Point localization data:
########################################

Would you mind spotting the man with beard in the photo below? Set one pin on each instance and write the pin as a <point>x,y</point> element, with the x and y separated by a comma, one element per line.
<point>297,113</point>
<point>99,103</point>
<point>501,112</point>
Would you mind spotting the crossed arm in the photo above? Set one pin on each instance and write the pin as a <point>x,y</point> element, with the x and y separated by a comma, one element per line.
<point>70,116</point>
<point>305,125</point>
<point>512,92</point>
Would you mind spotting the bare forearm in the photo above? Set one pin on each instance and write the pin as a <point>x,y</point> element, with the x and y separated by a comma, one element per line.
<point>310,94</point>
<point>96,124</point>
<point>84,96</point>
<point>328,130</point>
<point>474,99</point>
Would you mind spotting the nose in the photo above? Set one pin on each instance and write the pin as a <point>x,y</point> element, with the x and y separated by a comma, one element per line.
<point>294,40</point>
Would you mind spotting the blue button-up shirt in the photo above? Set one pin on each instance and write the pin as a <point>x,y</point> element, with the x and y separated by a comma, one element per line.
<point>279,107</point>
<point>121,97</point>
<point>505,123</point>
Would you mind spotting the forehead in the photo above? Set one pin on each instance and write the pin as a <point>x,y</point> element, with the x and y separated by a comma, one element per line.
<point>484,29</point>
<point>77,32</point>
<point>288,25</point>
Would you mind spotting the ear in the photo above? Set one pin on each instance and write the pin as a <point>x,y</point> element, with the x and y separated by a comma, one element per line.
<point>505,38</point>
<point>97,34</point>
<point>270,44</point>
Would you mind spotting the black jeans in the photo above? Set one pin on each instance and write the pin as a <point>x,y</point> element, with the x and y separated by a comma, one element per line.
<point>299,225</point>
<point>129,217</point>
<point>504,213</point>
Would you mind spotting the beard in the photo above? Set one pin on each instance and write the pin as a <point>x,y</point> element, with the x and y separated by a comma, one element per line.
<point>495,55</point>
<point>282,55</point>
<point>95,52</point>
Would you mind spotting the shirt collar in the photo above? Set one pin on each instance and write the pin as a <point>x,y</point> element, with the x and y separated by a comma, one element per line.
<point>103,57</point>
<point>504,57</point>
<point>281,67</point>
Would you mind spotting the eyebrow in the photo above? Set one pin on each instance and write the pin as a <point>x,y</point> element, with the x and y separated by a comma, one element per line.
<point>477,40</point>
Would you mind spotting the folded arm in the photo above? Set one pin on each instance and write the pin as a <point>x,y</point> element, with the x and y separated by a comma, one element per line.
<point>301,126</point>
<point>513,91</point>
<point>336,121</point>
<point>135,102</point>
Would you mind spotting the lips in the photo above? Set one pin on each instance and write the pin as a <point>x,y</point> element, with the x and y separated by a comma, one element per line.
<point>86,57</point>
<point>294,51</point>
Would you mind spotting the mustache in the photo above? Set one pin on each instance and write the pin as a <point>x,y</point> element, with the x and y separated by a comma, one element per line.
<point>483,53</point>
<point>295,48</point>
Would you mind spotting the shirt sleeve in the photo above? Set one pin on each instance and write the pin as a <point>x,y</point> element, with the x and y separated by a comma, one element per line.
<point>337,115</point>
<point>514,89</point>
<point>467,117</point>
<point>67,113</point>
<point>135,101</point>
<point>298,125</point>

########################################

**Activity**.
Give back all the records exactly as they stand.

**Exercise output**.
Would you mind spotting the man with beard in the photo below? Set one pin on each instance and write the pin as a <point>x,y</point> element, with the x and y separated by a comma, one element per line.
<point>297,113</point>
<point>99,103</point>
<point>501,112</point>
Would you mind spotting the crossed arm in the photo above? Set one pin on each instance and write the pin as a <point>x,y</point> element, with the x and y separated by a comma, one element per line.
<point>70,116</point>
<point>305,125</point>
<point>512,92</point>
Would you mind spotting the bare forearm in the photo above? Set one pin on each instance and write the pin as a <point>x,y</point> element, with the x and y separated by a comma, one element per line.
<point>310,94</point>
<point>96,124</point>
<point>84,96</point>
<point>328,130</point>
<point>474,99</point>
Would you mind spotting the nose in the photo above? Set one pin on each instance and write the pin as a <point>x,y</point> element, with the x and y separated by a comma, one element per line.
<point>294,40</point>
Would you mind spotting the blue button-up shirt in the photo above? Set one pin on each instance and write the pin as a <point>x,y</point> element, with the x and y separated by a comma, one element per line.
<point>279,107</point>
<point>121,97</point>
<point>505,123</point>
Would you mind spotting the forehead in the photo above? Set one pin on each instance and write the pin as a <point>x,y</point> element, with the x and y separated by a comma, one element per line.
<point>484,29</point>
<point>77,32</point>
<point>288,25</point>
Would you mind spotting the ear in the photo above? Set one pin on each instance and write the pin as a <point>x,y</point> element, with the x and y separated by a comma, one element per line.
<point>505,38</point>
<point>97,34</point>
<point>270,44</point>
Would you mind spotting the black jeans in the photo above? Set one pin on each instance and write the pin as a <point>x,y</point> element, with the x and y separated by a comma, one element per line.
<point>299,225</point>
<point>129,217</point>
<point>504,213</point>
Would you mind spotting the beard in the photo above? Set one pin on each instance and write the pin as a <point>x,y</point> element, with the x and y separated by a comma, one element per line.
<point>495,55</point>
<point>282,55</point>
<point>95,52</point>
Would you mind spotting the shirt collar in the photo above? Set one pin on each instance and write the pin as a <point>x,y</point> element, with the x and y separated by a comma, one element per line.
<point>103,57</point>
<point>504,57</point>
<point>281,67</point>
Would you mind spotting the eyebrow in the photo above? Set one pin on each instance and write the pin as a <point>x,y</point> element, with the x and y separated by a comma, one element per line.
<point>477,40</point>
Would you mind spotting the folded arm in the photo above? Set one pin on each instance and write the pin as a <point>x,y</point> element, with the x and y separated by a comma, one element per line.
<point>301,126</point>
<point>513,91</point>
<point>336,121</point>
<point>135,102</point>
Would you mind spotting the lips in the photo above? Set one pin on each instance and write the pin as a <point>x,y</point> element, with the x and y separated by a comma, one element per line.
<point>86,57</point>
<point>294,51</point>
Would you mind spotting the mustache in the photo above? Set one pin on each instance and write the pin as a <point>x,y</point> element, with the x and y separated by a comma, one element per line.
<point>483,53</point>
<point>295,48</point>
Would you mind spotting the shirt sleeve in the photo above? Set one pin on each instance and write the pin as a <point>x,y</point> element, with the x and y separated by a comma, one element per line.
<point>337,115</point>
<point>514,89</point>
<point>467,117</point>
<point>67,113</point>
<point>135,101</point>
<point>298,125</point>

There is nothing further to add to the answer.